• **TASK**
Reproduce verbatim every line from the one that includes "For every instance of the black training" to the closing line of the entries; omit everything before it.
:::::
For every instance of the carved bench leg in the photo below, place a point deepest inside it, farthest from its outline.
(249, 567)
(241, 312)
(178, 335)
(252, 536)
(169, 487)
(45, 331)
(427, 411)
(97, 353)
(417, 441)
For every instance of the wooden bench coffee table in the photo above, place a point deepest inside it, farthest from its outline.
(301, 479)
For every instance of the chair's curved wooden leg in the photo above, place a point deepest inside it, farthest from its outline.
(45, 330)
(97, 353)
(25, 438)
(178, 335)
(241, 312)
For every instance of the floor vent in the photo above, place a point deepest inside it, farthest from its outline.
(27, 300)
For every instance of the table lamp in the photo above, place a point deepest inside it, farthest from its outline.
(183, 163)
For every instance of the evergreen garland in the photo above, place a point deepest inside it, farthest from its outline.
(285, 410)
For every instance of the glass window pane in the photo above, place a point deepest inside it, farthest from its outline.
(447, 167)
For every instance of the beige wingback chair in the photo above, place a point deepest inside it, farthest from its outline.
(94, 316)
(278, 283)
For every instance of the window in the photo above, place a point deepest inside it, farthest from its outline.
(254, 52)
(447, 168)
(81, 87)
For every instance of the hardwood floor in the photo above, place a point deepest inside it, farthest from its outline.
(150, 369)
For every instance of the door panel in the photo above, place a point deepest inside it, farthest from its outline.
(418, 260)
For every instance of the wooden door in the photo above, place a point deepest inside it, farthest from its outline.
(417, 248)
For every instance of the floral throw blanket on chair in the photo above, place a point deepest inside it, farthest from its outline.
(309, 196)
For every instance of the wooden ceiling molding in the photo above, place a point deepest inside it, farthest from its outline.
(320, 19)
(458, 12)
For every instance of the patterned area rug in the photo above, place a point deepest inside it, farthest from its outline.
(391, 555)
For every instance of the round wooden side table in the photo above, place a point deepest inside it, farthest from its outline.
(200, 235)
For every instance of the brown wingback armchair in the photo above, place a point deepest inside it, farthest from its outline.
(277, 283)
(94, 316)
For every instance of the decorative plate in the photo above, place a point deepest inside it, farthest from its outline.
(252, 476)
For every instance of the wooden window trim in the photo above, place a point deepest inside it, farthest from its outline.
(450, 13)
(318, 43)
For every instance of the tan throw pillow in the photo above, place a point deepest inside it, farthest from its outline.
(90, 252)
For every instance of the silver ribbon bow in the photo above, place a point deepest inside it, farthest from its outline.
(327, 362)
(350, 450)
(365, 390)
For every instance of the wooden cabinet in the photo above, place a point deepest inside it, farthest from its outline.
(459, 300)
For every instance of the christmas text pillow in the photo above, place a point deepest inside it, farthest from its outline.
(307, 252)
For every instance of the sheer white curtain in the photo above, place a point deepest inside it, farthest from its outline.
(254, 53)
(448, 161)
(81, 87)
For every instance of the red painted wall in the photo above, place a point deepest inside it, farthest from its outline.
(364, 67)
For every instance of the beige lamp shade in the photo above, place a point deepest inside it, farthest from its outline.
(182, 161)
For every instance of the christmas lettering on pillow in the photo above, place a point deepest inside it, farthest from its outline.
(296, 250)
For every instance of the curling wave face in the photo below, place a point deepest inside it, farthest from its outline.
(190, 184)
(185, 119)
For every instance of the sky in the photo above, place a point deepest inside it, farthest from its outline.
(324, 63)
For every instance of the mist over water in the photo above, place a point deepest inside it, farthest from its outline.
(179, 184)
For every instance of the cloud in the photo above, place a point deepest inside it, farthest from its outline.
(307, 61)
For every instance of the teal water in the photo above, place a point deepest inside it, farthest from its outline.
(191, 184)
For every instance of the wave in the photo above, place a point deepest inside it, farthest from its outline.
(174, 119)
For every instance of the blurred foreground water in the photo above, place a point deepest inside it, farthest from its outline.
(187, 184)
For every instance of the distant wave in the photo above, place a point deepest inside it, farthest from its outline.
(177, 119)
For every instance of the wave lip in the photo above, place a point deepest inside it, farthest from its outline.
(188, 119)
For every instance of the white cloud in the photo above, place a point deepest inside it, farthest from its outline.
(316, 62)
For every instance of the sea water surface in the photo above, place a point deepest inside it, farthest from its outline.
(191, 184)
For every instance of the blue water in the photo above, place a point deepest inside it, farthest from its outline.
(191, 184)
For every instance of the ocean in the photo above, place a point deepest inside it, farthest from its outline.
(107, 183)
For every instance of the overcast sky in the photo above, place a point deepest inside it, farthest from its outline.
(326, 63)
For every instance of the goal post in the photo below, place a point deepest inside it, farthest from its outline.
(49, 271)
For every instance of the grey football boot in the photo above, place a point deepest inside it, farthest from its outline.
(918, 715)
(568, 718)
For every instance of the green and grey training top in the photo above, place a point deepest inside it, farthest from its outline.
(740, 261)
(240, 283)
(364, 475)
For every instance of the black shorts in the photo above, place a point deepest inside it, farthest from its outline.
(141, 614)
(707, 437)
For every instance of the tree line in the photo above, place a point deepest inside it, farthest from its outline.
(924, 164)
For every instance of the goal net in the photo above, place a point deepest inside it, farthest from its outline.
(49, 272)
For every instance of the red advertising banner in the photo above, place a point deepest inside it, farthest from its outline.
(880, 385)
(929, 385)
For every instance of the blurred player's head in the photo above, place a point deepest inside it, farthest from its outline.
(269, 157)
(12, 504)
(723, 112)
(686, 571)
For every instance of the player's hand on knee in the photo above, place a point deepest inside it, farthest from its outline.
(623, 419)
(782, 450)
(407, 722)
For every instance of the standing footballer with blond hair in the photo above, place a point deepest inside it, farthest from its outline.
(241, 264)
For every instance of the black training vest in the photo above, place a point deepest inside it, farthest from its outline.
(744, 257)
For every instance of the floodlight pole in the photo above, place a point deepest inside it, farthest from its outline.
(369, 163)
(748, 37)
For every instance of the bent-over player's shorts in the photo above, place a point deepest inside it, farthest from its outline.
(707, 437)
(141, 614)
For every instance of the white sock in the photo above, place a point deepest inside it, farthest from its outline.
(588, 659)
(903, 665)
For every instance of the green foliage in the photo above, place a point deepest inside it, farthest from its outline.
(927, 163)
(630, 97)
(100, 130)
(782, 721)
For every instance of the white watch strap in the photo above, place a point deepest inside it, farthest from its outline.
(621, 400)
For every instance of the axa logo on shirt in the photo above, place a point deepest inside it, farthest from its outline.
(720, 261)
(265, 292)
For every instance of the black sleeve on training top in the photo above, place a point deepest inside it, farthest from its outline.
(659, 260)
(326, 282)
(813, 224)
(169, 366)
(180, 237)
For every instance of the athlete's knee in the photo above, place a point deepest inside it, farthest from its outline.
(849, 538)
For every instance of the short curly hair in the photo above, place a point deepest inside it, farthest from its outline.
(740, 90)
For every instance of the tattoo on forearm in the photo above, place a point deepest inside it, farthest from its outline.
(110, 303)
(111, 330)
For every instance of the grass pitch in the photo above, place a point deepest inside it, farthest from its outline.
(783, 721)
:::::
• **TASK RESULT**
For every instance of the black training vest in the photo above, place a point deepest inside it, farthest from its outline.
(744, 257)
For every instance of the floodlight pole in the photo above, place a point deepest inside it, farthest from its outline.
(369, 163)
(748, 37)
For every instance of the bent-over player's shorts in the photo above, place a point deepest inside it, farthest from its outline.
(707, 437)
(141, 614)
For every instance of the white sock in the photo above, place a point deepest inside it, farthest from its outline.
(588, 659)
(903, 665)
For every instance of the green foliage in the photo above, place a point deepest inside it, farthest from its outline.
(927, 163)
(630, 97)
(100, 130)
(782, 721)
For every instance of the white watch strap in the photo above, place a point deepest inside it, farthest from its outline.
(621, 400)
For every instance of the axa logo on shirt in the photo above, place a point deepest inside it, farthest from its outline.
(720, 261)
(265, 292)
For every instance of the black sleeve on training top in the photo above, place a point deepest inside it, farthest from its outline.
(659, 260)
(326, 282)
(813, 224)
(169, 366)
(180, 237)
For every instance of the athlete's knee in the photo above, place a point deepest inside it, farthest from its outline.
(849, 538)
For every instance of the short curly hair in the photo above, place a point deepest inside it, farthest from its outline.
(740, 90)
For every instance of the tattoo on forearm in the photo above, place a point deepest inside it, farthest from its outline.
(110, 303)
(111, 330)
For every instance of the grass pitch in the photo above, place a point deepest inside it, farthest from its outline.
(783, 721)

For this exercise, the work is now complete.